**WORK ITEM:** In the meeting summaries below, list every four-digit year that appears in the account of Harold Mitchener's talk, in the order they appear.

**TEXT PASSAGE:**
----

Home schooling was chosen primarily so they could teach values without the peer influence that is common, particularly in the early grades of 3rd through 5th. Also, home schooling allowed them to address the specific needs of each child. Lois said she has Bachelor Degrees in Bible and in social work and that figuring out the curriculum was not a problem. There are many resources available. She noted that there are reasonable state education and testing requirements and evaluations intended to assure that the children receive good educations.
December 13, 2012
Tom Taylor, U.S. Navy (retired), talked about the POW/MIA history from WWII through Korea, Vietnam, Dessert Storm, Iraq and up to today. There continues to be a strong effort to find and recover the remains of those military personnel lost in in the various wars and military campaigns but Tom noted that while there are over 73,000 still unaccounted for from WWII there are less than 1400 unaccounted for from the Vietnam conflict. There are a little over 6500 unaccounted for from the Korean conflict but about 5500 of these are in are in North Korea where recovery has been greatly hampered by the North Korea government.
January 10, 2013
Harold Mitchener, a well-known Bristol historian, talked about the early days in Bristol, the businesses and the demographic makeup of the population. He also cited the friendly sports rivalry with Morrisville. He described Bristol's link to Burlington Island which was the site of an amusement park, built in 1917 and destroyed by fire in 1934. Bristol's St. James Episcopal Church was founded in 1712 and its cemetery is the resting place of Revolutionary soldiers and other luminaries from Bristol's past. Ferries transported passengers between Bristol and Burlington until the Burlington-Bristol Bridge opened in 1931. In 1922, Bristol annexed Harriman Village north of the borough. Harriman was originally built during World War I to house some 12,000 employees of a shipyard along the Delaware River. The shipyard was owned by millionaire William Averell Harriman. After the war the shipyards closed and there wasn't a need for the workers. The thousands of families now living there had no governing body and many worked in Bristol and were involved socially so becoming part of the borough made sense.

----

**SOURCE MATERIAL:**
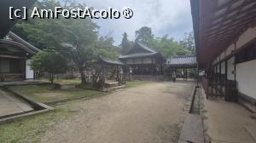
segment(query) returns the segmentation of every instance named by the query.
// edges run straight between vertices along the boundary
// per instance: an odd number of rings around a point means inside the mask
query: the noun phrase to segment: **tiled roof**
[[[132,49],[137,49],[140,48],[143,49],[143,52],[139,53],[131,53]],[[148,47],[143,45],[141,43],[136,42],[133,45],[131,49],[130,49],[126,54],[120,55],[119,59],[125,59],[125,58],[137,58],[137,57],[146,57],[154,54],[160,54],[160,53],[149,49]]]
[[[135,54],[131,54],[120,55],[119,59],[146,57],[146,56],[154,55],[154,54],[158,54],[158,53],[135,53]]]
[[[182,55],[176,56],[166,60],[167,65],[178,65],[178,66],[186,66],[186,65],[196,65],[196,56],[195,55]]]
[[[119,66],[124,65],[121,61],[117,60],[107,59],[107,58],[102,58],[102,57],[100,58],[100,60],[109,65],[119,65]]]

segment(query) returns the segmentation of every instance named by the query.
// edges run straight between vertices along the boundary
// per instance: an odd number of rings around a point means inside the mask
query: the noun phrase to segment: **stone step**
[[[178,142],[204,143],[203,122],[201,115],[186,116]]]

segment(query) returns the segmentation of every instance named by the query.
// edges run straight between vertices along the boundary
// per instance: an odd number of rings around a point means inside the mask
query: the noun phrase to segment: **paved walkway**
[[[10,93],[0,89],[0,117],[30,112],[33,109]]]
[[[191,83],[154,83],[70,103],[77,115],[57,123],[42,142],[177,142],[192,89]]]
[[[256,142],[253,138],[256,134],[256,119],[251,117],[253,114],[246,108],[221,100],[206,100],[204,104],[207,110],[204,122],[212,143]]]

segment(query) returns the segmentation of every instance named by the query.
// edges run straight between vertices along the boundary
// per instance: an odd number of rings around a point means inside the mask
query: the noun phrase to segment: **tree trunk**
[[[84,68],[80,68],[79,72],[80,72],[80,75],[81,75],[82,83],[85,83],[86,80],[85,80],[85,76],[84,76]]]

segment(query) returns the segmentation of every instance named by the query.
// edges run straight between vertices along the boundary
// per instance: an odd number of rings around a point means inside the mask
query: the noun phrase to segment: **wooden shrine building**
[[[0,3],[0,82],[21,81],[34,78],[30,68],[30,58],[39,51],[10,31],[17,19],[9,19],[9,7],[29,8],[34,0],[9,0]]]
[[[256,112],[256,1],[190,3],[206,94],[238,101]]]
[[[9,31],[0,39],[0,82],[34,79],[31,57],[40,51],[16,34]]]
[[[126,54],[120,55],[119,60],[125,65],[125,72],[134,77],[163,75],[165,60],[162,54],[138,42]]]
[[[177,69],[183,70],[183,74],[178,76],[178,77],[183,77],[183,80],[188,78],[188,69],[196,69],[197,61],[195,55],[179,55],[174,56],[170,59],[166,59],[166,76],[171,77],[172,72],[177,72]],[[195,70],[196,72],[196,70]],[[196,73],[189,76],[190,77],[196,77]]]

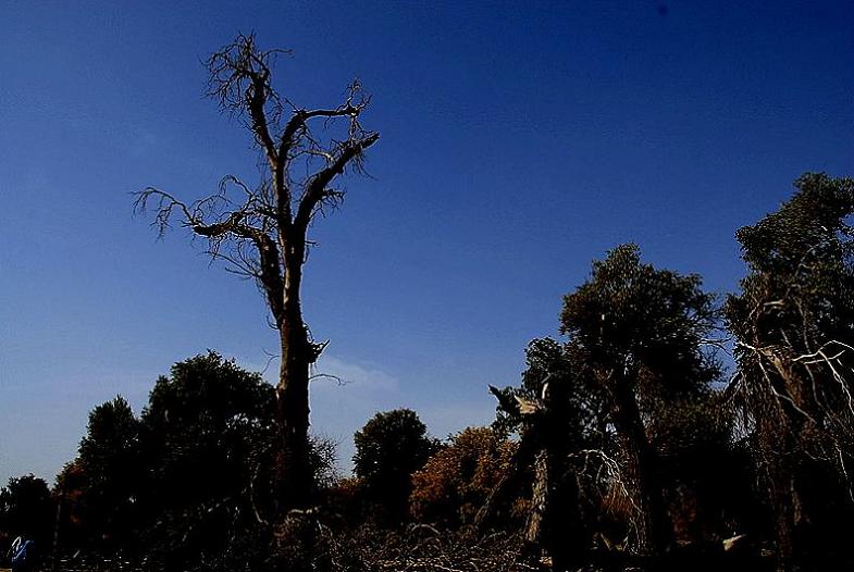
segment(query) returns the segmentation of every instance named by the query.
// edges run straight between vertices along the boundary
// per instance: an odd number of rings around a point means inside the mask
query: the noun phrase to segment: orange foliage
[[[510,463],[516,444],[490,427],[468,427],[412,474],[410,511],[420,522],[470,524]]]

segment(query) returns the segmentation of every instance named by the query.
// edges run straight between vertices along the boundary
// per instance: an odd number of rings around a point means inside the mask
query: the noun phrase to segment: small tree
[[[468,427],[451,436],[412,475],[412,517],[447,526],[472,524],[515,450],[515,443],[490,427]]]
[[[436,448],[426,426],[414,411],[395,409],[376,413],[356,432],[354,440],[354,470],[380,510],[378,520],[399,524],[406,519],[412,473]]]
[[[135,502],[139,495],[143,463],[139,458],[139,421],[127,401],[117,396],[89,412],[74,470],[83,477],[78,509],[86,522],[91,547],[115,548],[132,539]],[[73,478],[63,478],[70,484]],[[62,493],[73,494],[73,490]]]
[[[262,507],[273,394],[260,374],[213,351],[175,363],[154,384],[141,415],[141,500],[147,547],[165,563],[218,561],[271,517]]]
[[[644,416],[705,390],[718,368],[703,351],[716,326],[713,297],[696,275],[657,270],[623,245],[593,263],[593,274],[564,298],[567,351],[603,396],[631,487],[636,544],[660,554],[672,542],[659,458]]]
[[[370,98],[358,82],[337,107],[306,109],[281,96],[272,83],[272,66],[281,53],[259,49],[253,35],[239,35],[207,62],[208,95],[245,122],[264,159],[260,183],[251,186],[227,175],[218,194],[193,203],[149,187],[138,195],[136,209],[156,204],[154,225],[161,235],[178,216],[207,239],[211,257],[255,278],[263,291],[281,347],[277,499],[287,510],[311,502],[309,369],[325,347],[312,339],[302,318],[309,226],[319,213],[341,204],[344,191],[336,179],[347,170],[362,172],[363,153],[380,135],[361,126]],[[317,124],[324,130],[314,129]]]
[[[13,477],[0,488],[0,532],[7,539],[34,539],[37,549],[48,554],[53,523],[54,503],[44,478],[32,474]]]

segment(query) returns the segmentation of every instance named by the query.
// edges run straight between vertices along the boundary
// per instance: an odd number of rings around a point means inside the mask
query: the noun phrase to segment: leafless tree
[[[341,204],[335,183],[345,172],[362,173],[364,151],[379,139],[360,120],[370,97],[358,80],[337,107],[306,109],[281,96],[272,69],[283,50],[261,50],[255,35],[238,35],[207,60],[208,95],[252,133],[260,151],[261,182],[223,177],[219,190],[195,202],[149,187],[135,210],[153,210],[162,235],[173,220],[207,240],[208,253],[226,270],[255,278],[279,332],[277,500],[280,511],[311,502],[309,463],[310,368],[325,347],[306,326],[300,285],[317,215]]]

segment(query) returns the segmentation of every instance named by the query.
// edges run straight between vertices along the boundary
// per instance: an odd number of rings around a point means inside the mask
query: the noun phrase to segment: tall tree
[[[86,520],[88,540],[101,550],[125,545],[135,529],[134,506],[143,464],[139,421],[123,397],[117,396],[89,412],[78,453],[74,465],[84,475],[79,508]]]
[[[738,232],[748,274],[726,307],[739,365],[728,391],[755,447],[784,567],[802,551],[796,524],[818,524],[821,507],[837,511],[852,496],[854,455],[854,179],[807,173],[795,187]]]
[[[180,216],[208,240],[214,259],[253,277],[264,293],[281,346],[277,488],[281,508],[287,510],[311,501],[309,369],[325,347],[312,339],[302,316],[309,226],[318,213],[341,204],[344,191],[334,186],[336,179],[347,170],[361,172],[364,151],[380,135],[360,124],[370,98],[358,82],[337,107],[307,109],[281,96],[272,83],[280,53],[258,48],[253,35],[239,35],[207,62],[208,95],[245,122],[264,158],[261,182],[252,187],[227,175],[218,194],[193,203],[149,187],[138,195],[136,208],[156,204],[161,234],[173,215]],[[232,197],[235,190],[239,200]]]
[[[642,552],[659,554],[672,542],[659,459],[644,420],[715,380],[716,363],[702,344],[716,318],[698,276],[642,263],[635,245],[594,262],[592,276],[564,298],[567,351],[575,374],[603,396],[616,430]]]

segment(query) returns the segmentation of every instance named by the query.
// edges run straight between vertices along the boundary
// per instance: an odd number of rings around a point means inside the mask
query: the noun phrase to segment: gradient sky
[[[238,30],[295,50],[277,86],[300,104],[373,94],[373,178],[317,224],[304,291],[320,370],[351,382],[312,387],[345,467],[380,409],[488,422],[486,384],[518,382],[609,248],[725,294],[738,227],[804,171],[854,174],[850,1],[174,4],[0,0],[0,484],[52,482],[94,406],[138,413],[177,360],[275,350],[255,287],[157,241],[128,195],[257,182],[202,97]]]

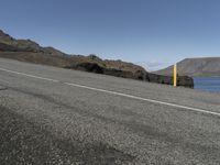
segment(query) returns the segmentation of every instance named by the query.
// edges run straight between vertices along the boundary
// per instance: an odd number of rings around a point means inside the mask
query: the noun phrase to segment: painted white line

----

**SOLUTION TO THE EXERCISE:** 1917, 1934, 1712, 1931, 1922